### Exercise objective
Repeat the portion of the material from the line with "Could you please locate the white" up to and including the line with "359;77;416;128", keeping the request as it stands, and add 111 to every coordinate in the answers.

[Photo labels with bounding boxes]
◆ ◆ ◆ ◆ ◆ ◆ ◆
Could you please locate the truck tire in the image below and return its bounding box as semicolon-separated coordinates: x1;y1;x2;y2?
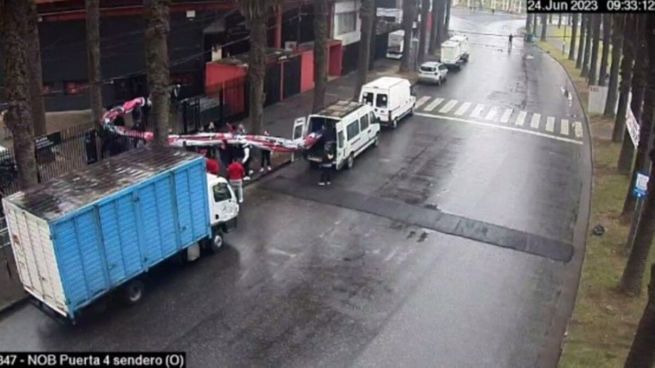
123;279;145;305
207;229;223;253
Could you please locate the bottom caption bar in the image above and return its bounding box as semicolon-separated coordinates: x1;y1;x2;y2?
0;352;186;368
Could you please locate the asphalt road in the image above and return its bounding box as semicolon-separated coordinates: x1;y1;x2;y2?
0;11;591;367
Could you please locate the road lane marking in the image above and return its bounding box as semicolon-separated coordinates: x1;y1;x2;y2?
500;109;512;124
470;104;484;119
414;96;432;109
414;112;584;145
573;121;582;139
485;106;497;120
514;111;528;126
530;113;541;129
560;119;569;135
425;98;443;111
439;100;458;113
455;102;471;116
546;116;555;133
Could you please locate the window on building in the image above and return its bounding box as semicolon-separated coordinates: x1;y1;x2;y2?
337;12;357;36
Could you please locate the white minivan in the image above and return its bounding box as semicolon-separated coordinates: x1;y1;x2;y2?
293;101;380;170
359;77;416;128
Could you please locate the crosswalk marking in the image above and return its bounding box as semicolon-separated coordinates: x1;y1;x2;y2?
530;113;541;129
485;107;497;120
425;98;443;111
546;116;555;133
415;96;431;108
471;104;484;118
455;102;471;116
573;121;582;139
560;119;569;135
500;109;512;124
515;111;528;126
439;100;458;113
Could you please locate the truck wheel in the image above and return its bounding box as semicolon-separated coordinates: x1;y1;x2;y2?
123;280;145;305
208;229;223;253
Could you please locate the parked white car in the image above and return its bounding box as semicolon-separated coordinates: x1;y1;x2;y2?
418;61;448;85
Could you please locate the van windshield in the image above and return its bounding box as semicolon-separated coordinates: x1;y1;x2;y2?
375;94;387;108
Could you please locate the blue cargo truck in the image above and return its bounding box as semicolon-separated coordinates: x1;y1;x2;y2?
3;148;239;320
◆ ◆ ◆ ◆ ◆ ◆ ◆
### Solved problem
Could you please locate the white minivan in the image above and return its bounding box as semicolon-separated coordinates: x1;y1;x2;y2?
404;212;491;281
470;188;527;239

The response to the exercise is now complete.